__TASK STATEMENT__.
Set every line down exactly, from the one that has "One point lands on each instance of the chrome" through the final one, and keep the pictures out.

__DATA EXTRACT__.

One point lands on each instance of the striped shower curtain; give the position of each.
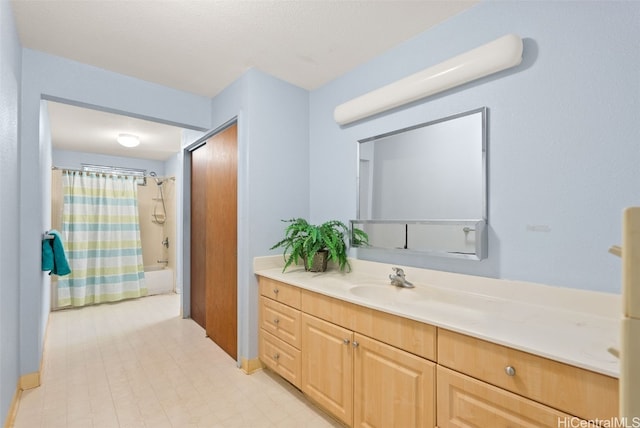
(101, 232)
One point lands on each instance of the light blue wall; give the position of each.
(10, 77)
(50, 77)
(273, 123)
(563, 135)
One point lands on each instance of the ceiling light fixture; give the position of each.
(500, 54)
(128, 140)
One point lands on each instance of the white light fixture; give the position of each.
(498, 55)
(128, 140)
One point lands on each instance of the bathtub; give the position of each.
(158, 279)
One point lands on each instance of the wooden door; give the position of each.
(327, 366)
(392, 388)
(199, 166)
(221, 236)
(214, 261)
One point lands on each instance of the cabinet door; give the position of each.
(392, 388)
(327, 366)
(464, 402)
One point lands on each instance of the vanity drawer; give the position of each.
(280, 320)
(579, 392)
(467, 402)
(280, 357)
(412, 336)
(279, 291)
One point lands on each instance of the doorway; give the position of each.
(214, 259)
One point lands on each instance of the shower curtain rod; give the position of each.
(123, 171)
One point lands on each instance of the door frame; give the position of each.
(186, 224)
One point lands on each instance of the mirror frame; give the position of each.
(479, 225)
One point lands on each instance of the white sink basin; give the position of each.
(428, 299)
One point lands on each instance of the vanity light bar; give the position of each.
(498, 55)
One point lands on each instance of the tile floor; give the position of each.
(137, 364)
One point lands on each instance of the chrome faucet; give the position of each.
(398, 279)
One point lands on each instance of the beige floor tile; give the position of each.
(137, 364)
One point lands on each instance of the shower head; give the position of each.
(155, 177)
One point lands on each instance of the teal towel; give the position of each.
(53, 256)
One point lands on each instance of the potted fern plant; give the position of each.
(317, 244)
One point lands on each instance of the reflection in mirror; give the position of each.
(423, 189)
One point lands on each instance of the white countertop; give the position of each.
(572, 326)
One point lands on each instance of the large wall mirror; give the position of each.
(424, 188)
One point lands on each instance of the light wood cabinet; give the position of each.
(279, 318)
(465, 402)
(364, 382)
(327, 366)
(373, 369)
(392, 388)
(579, 392)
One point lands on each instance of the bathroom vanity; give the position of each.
(456, 350)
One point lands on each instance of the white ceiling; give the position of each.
(201, 46)
(92, 131)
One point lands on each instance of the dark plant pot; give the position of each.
(319, 262)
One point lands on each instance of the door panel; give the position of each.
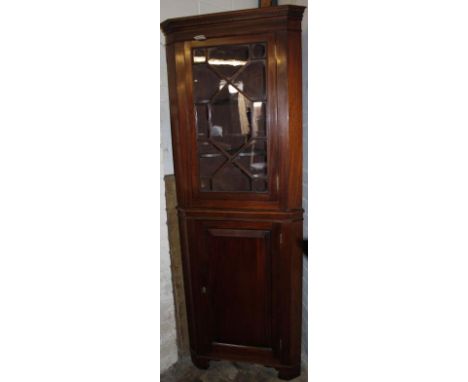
(233, 125)
(234, 264)
(240, 286)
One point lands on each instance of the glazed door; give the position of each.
(236, 286)
(233, 98)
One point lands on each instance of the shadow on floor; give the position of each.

__ANSWER TO THIS EXERCISE__.
One point lands on each instance of the chrome faucet; give the position of each.
(398, 279)
One point lands on each instance of the beige floor tile; give the position of each.
(137, 364)
One point lands on each instance of the shower head; give the position of each.
(155, 177)
One point lands on each instance of the teal towel; give the position of each.
(53, 256)
One point lands on each instance of the potted fern plant; give the position of each.
(317, 244)
One point lands on each instance of the reflection in mirror; give the position of each.
(423, 189)
One point lands on each instance of the white countertop; give the position of each.
(572, 326)
One point lands on each instance of the large wall mirror; give the position of each.
(424, 188)
One point lands on each instance of the light wood cabinet; give the position of each.
(279, 318)
(465, 402)
(364, 382)
(327, 366)
(373, 369)
(392, 388)
(579, 392)
One point lands on each instance of the bathroom vanity; give the position of each.
(456, 350)
One point lands on each instance of the white ceiling; give the position of each.
(201, 46)
(92, 131)
One point lands on each instance of the dark plant pot; give the position of each.
(319, 262)
One point lands on each instance of the door panel; give the position of each.
(233, 125)
(234, 264)
(240, 286)
One point lands on each instance of the glazed door; give the position of each.
(236, 286)
(233, 98)
One point lands on each instance of the shadow on floor; give the position of each.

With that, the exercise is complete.